Object point labels:
^^^^^^^^^^^^^^^^

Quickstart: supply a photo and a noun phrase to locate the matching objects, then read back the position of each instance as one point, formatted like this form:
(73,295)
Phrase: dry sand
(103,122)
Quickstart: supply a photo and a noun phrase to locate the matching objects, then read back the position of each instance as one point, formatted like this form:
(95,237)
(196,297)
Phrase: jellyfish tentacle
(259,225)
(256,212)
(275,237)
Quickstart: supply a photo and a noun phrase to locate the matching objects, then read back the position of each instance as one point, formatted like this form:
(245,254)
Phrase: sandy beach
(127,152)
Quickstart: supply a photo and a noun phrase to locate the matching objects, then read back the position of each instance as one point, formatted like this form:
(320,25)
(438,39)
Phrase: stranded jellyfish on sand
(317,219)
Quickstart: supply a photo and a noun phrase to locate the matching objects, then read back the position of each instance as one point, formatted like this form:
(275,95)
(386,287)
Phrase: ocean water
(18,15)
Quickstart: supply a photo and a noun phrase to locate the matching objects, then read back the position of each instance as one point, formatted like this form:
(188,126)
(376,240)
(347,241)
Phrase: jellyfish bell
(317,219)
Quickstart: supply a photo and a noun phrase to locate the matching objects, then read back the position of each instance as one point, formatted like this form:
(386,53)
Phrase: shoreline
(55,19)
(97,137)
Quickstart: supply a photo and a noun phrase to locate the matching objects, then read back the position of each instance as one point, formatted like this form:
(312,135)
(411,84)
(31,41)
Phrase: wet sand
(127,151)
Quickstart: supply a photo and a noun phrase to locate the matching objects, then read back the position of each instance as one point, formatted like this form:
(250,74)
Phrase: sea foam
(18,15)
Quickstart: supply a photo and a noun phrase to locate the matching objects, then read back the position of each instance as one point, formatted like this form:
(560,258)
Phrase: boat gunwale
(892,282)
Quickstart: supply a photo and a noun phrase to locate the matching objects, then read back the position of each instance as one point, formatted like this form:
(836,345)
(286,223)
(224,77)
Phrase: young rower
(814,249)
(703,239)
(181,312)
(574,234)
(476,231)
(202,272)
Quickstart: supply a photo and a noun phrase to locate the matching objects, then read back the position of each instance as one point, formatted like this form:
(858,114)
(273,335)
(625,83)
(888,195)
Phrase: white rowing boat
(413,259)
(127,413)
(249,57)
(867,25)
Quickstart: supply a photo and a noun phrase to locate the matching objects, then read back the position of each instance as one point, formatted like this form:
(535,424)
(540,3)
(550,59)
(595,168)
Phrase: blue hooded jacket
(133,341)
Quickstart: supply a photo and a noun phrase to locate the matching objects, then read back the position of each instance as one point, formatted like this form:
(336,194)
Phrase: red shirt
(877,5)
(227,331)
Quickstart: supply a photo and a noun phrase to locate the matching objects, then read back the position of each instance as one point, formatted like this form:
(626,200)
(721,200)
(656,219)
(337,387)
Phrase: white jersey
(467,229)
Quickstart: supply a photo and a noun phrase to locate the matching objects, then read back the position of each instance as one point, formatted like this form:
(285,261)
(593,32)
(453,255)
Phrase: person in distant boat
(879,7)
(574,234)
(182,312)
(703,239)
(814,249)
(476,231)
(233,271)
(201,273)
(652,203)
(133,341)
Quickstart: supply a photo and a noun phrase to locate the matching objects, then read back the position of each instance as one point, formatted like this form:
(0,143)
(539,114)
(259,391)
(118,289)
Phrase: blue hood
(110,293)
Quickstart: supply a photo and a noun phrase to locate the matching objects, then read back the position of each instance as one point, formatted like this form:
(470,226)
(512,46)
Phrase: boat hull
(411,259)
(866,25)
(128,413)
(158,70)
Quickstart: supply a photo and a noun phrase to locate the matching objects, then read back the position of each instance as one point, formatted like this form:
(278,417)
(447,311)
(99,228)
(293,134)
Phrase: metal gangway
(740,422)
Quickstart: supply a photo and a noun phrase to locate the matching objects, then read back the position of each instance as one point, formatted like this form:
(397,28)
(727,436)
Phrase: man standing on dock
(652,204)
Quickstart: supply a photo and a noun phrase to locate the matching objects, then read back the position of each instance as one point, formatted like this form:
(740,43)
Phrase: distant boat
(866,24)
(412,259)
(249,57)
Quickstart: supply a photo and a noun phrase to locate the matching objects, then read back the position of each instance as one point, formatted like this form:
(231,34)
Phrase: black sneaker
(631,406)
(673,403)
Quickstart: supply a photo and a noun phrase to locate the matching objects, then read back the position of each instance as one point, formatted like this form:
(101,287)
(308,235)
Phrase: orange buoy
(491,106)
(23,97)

^^^^^^^^^^^^^^^^

Print the material verbatim, all of it.

• [TASK ANSWER]:
Quickstart: supply a photo and a noun phrase to locate the matching objects, then read back the position of each instance as one point, formatted like this form:
(73,295)
Phrase: dry sand
(103,122)
Quickstart: supply a photo and a noun phrase to locate the matching objects, then read back the position of each instance as one point, formatted like this form:
(95,237)
(196,297)
Phrase: jellyfish tentacle
(259,225)
(256,212)
(275,237)
Quickstart: supply a photo and a noun phrase to locate the matching objects, then read back the position of each instance as one point, formatted like this form:
(245,254)
Phrase: sandy beach
(127,152)
Quickstart: supply a photo and a noun phrase to locate the matching objects, then read back the position of each instance as one point, formatted like this form:
(320,25)
(438,39)
Phrase: stranded jellyfish on sand
(317,219)
Quickstart: supply a photo and a noun phrase to locate the matching objects, then read back the position of each instance as one point, formatted like this form:
(275,95)
(386,287)
Phrase: ocean water
(18,15)
Quickstart: supply a photo and a noun phrase to locate the matching objects, then read back the position of each instance as one point, formatted like this form:
(188,126)
(376,240)
(347,241)
Phrase: jellyfish bell
(317,219)
Quickstart: supply a photo and a noun phrase to locate the matching objects, then read back the position of each instance as one point, formatted like this form:
(386,53)
Phrase: shoreline
(55,19)
(97,137)
Quickstart: supply a photo and a noun phrase to locate the matching objects, then read back the position of each instance as one point, formatted like this form:
(312,135)
(411,84)
(31,41)
Phrase: wet sand
(127,151)
Quickstart: supply a photo and a noun phrase to locate the matching objects, then read back the position of each instance as one point, formatted like this form:
(250,74)
Phrase: sea foam
(18,15)
Quickstart: supply a photo and a noun phrase to locate the matching objects, then read back the position of each instance as one point, formatted like this form:
(560,258)
Phrase: boat gunwale
(892,282)
Quickstart: supply a photo and a noun phrase to locate the matching objects, then read back the position of each instance as one point, formatted like this form:
(836,345)
(286,223)
(224,77)
Phrase: young rower
(814,249)
(703,239)
(181,312)
(574,234)
(476,231)
(202,272)
Quickstart: supply a photo and a noun phrase to locate the matching objects, then read back the position of each instance as one point, formatted like this form:
(858,114)
(273,335)
(625,83)
(888,195)
Phrase: white rowing boat
(413,259)
(127,413)
(249,57)
(867,25)
Quickstart: supply a photo and a noun phrase to locate the matching objects, then read back the position of each instance as one point, formatted like this form:
(535,424)
(540,3)
(550,59)
(595,168)
Phrase: blue hooded jacket
(133,341)
Quickstart: supply a photo and a noun phrase to locate the matching objects, then read back the position of each instance as one point, formatted like this form:
(336,194)
Phrase: red shirt
(877,5)
(227,331)
Quickstart: supply a photo and a noun phrase to locate the matching objects, then read back the position of each instance as one point, formatted like this form:
(626,200)
(721,200)
(656,219)
(337,387)
Phrase: white jersey
(467,229)
Quickstart: supply a photo and a noun phrase to locate the matching objects, then read back the position of each instance as one point, formatted like this form:
(285,261)
(593,32)
(453,255)
Phrase: person in distant boat
(879,7)
(574,234)
(182,312)
(703,239)
(814,249)
(476,231)
(233,271)
(201,273)
(652,203)
(133,341)
Quickstart: supply a photo and a noun phrase to locate the matching objects, then read back the position of each instance as one point, formatted like this form:
(0,143)
(539,114)
(259,391)
(118,289)
Phrase: blue hood
(110,293)
Quickstart: supply a photo and a noun phrase to locate the matching objects, then read back the position of each instance as one point, formatted like this form:
(470,226)
(512,46)
Phrase: boat hull
(411,259)
(866,25)
(128,413)
(158,70)
Quickstart: supply a photo and a noun phrase to locate the matching objects, then read back the position of each instance as one point, formatted like this form:
(278,417)
(447,311)
(99,228)
(293,134)
Phrase: metal gangway
(740,422)
Quickstart: supply a photo and a noun phrase to locate the matching objects, then read back the position of each instance as one point, formatted like this form:
(397,28)
(727,436)
Phrase: man standing on dock
(652,204)
Quickstart: supply a photo and a noun phrase to locate the matching objects, then read back the position of each instance as one point, formatted like this form:
(740,43)
Phrase: distant boat
(866,24)
(412,259)
(249,57)
Quickstart: supply a photo and a noun phrase to locate the matching objects, then read back the position of each instance as one point, formatted like this form:
(231,34)
Phrase: black sneaker
(631,406)
(673,403)
Quickstart: supply a photo and a noun phrase to locate the matching objects, then read back the position of each instance as one point, formatted like this form:
(101,287)
(308,235)
Phrase: orange buoy
(491,106)
(23,97)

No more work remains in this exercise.